**DO THIS**
Display every line of the items below that contains the string "foliage".

+ + + +

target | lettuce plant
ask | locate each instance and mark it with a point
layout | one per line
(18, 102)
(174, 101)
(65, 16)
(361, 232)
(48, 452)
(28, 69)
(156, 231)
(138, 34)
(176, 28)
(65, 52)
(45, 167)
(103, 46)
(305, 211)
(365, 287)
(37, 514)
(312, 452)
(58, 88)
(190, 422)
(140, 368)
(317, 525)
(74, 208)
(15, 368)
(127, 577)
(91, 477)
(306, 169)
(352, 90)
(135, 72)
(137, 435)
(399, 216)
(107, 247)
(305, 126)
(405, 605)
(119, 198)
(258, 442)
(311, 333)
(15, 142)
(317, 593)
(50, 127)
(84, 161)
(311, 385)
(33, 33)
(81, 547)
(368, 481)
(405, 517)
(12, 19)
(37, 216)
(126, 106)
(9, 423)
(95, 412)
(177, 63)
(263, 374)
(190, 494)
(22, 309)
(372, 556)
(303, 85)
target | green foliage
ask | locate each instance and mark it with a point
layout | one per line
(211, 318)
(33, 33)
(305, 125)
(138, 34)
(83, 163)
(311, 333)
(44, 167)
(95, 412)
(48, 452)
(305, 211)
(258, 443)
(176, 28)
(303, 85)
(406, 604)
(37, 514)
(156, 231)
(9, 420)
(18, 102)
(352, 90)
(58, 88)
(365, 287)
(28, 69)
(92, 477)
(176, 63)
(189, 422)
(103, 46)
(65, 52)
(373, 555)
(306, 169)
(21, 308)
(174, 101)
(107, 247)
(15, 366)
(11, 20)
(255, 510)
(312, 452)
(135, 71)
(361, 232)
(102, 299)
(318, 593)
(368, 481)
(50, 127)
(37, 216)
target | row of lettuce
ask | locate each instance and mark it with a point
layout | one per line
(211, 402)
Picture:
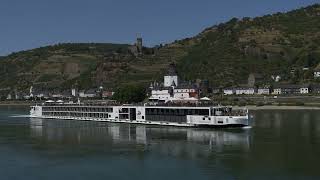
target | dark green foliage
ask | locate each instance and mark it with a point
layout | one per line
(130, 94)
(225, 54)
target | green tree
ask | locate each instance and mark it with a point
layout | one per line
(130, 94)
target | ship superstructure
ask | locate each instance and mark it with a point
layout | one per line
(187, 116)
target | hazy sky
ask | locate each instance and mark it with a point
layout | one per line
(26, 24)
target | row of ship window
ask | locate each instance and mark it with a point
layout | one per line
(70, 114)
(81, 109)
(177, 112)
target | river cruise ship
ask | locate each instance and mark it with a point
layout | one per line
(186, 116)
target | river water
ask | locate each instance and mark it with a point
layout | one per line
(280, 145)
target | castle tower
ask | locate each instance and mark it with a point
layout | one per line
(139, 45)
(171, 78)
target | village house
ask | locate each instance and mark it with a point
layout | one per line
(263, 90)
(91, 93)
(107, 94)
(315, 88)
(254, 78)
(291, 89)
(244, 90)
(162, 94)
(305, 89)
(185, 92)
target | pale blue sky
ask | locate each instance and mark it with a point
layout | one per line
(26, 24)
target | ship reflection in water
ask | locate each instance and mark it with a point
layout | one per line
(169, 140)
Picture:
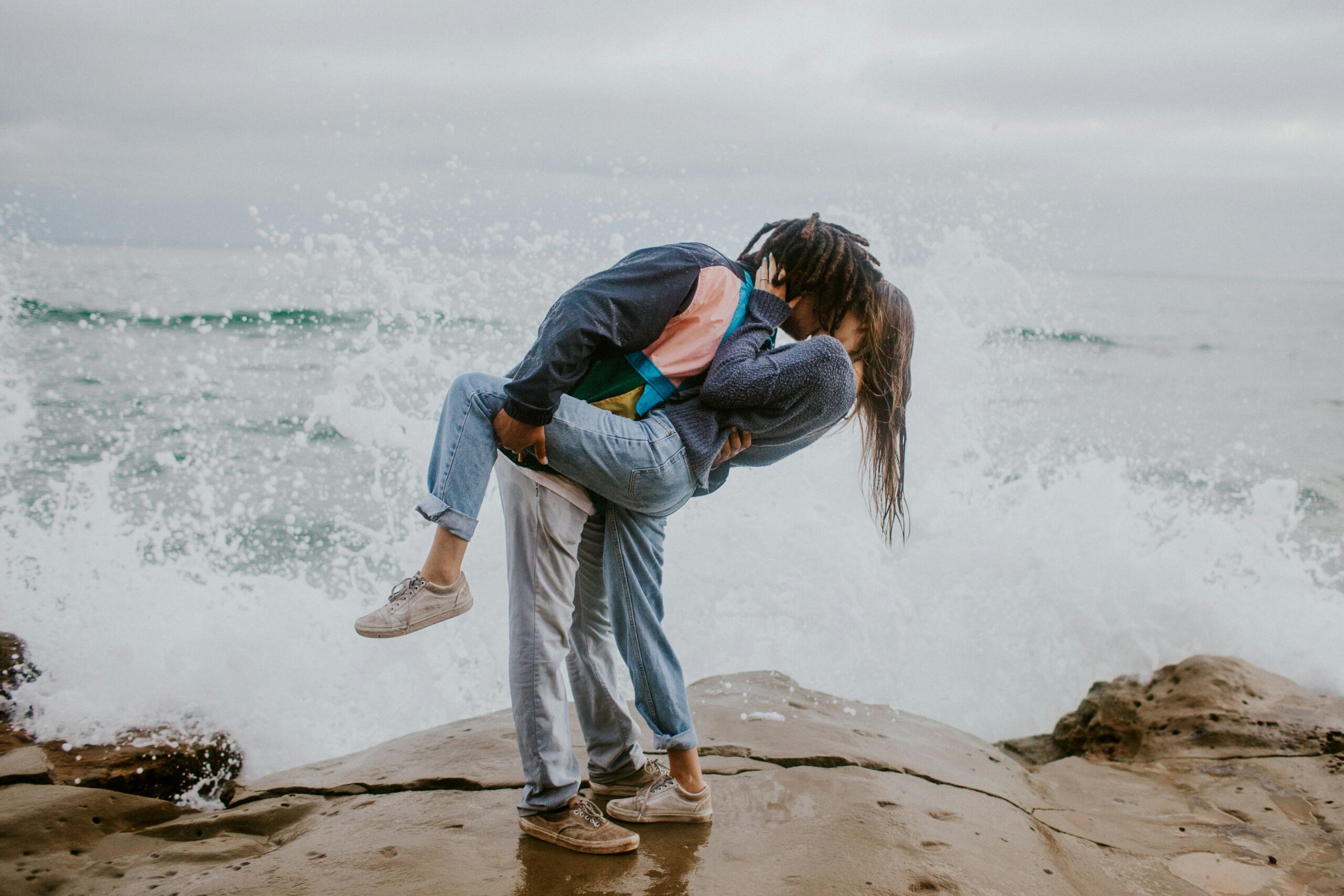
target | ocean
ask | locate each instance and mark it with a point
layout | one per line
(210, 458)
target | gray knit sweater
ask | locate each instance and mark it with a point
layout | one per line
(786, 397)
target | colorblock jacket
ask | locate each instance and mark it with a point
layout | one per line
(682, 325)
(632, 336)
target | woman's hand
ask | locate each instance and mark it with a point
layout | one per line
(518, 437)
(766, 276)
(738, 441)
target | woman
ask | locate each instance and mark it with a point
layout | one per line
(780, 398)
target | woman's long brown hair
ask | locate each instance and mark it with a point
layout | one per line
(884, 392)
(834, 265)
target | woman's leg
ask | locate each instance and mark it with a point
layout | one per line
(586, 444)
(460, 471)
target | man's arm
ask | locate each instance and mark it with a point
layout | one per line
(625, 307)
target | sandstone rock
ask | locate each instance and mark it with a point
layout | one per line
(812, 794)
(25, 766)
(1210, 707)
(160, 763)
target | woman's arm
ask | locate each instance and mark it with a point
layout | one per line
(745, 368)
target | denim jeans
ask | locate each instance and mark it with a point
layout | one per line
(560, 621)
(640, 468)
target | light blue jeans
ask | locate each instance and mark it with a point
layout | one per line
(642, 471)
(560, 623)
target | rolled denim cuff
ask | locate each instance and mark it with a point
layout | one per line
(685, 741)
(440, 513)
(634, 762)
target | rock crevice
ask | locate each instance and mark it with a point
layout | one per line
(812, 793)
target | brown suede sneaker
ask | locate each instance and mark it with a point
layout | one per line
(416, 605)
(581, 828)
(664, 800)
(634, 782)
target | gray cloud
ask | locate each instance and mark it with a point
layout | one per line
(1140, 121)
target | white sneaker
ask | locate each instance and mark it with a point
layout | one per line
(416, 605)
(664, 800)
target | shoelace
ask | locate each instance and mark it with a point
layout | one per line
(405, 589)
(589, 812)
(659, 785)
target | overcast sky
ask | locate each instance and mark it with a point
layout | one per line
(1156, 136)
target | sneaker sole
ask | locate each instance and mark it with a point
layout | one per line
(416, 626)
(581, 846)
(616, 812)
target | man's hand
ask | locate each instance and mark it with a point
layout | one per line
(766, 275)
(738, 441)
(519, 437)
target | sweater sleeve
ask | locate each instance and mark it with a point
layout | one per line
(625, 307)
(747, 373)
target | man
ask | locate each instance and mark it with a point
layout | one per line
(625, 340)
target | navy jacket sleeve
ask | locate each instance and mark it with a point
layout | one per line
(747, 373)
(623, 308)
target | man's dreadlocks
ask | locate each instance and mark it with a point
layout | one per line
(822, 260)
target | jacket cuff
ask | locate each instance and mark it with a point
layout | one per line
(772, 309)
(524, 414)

+ + + +

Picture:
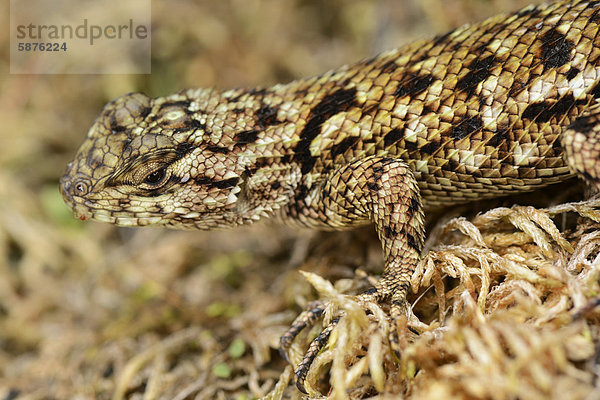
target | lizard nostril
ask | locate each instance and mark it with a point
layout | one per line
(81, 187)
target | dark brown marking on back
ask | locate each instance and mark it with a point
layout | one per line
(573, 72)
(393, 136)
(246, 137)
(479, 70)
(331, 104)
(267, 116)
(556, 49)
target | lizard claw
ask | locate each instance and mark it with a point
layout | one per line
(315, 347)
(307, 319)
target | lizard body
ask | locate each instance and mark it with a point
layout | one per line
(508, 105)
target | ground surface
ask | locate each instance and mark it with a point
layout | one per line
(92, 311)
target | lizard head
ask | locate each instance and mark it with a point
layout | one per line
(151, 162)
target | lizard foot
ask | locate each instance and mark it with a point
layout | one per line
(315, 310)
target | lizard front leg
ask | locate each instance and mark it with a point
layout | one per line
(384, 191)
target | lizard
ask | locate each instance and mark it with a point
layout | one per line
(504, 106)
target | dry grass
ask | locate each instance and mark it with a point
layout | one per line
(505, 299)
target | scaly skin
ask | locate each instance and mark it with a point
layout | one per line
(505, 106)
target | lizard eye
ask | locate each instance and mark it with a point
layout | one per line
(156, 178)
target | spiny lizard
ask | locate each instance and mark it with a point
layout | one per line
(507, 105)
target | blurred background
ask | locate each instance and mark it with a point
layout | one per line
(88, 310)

+ + + +

**RESPONSE**
target | green foliage
target | dark green foliage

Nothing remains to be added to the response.